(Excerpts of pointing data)
>> BEGIN

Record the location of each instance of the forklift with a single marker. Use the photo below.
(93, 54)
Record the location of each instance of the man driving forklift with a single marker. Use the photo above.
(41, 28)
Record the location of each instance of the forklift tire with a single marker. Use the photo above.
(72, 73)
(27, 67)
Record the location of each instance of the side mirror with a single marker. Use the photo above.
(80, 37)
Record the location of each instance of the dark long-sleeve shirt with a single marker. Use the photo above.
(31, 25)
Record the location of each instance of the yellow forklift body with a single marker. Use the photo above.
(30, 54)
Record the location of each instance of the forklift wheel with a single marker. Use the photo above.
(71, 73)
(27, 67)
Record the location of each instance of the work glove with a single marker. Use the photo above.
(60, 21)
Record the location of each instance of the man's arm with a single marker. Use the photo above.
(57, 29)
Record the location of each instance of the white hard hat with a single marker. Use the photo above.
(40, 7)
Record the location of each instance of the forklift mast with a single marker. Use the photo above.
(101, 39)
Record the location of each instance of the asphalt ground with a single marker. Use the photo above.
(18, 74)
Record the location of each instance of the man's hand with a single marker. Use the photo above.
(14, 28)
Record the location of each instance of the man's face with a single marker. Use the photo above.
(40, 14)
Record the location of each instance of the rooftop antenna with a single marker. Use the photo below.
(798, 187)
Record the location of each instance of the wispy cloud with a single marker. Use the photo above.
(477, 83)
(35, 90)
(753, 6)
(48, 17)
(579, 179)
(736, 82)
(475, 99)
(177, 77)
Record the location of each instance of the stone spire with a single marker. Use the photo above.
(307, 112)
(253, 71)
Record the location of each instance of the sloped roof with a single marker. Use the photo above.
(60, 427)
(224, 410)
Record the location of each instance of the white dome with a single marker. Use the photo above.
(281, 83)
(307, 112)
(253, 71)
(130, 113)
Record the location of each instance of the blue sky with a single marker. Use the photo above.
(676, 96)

>> END

What to work on: Return the lines of the records above verbatim, starting at the line that contains "Record the location of each instance of the white dome" and ending at the last line of the records.

Result below:
Record the location of each instance of the white dome with a single marker. Use the photo above.
(281, 83)
(307, 112)
(253, 71)
(130, 113)
Record the location of each instance of the blue sky with a single marker. Use the photo above.
(676, 96)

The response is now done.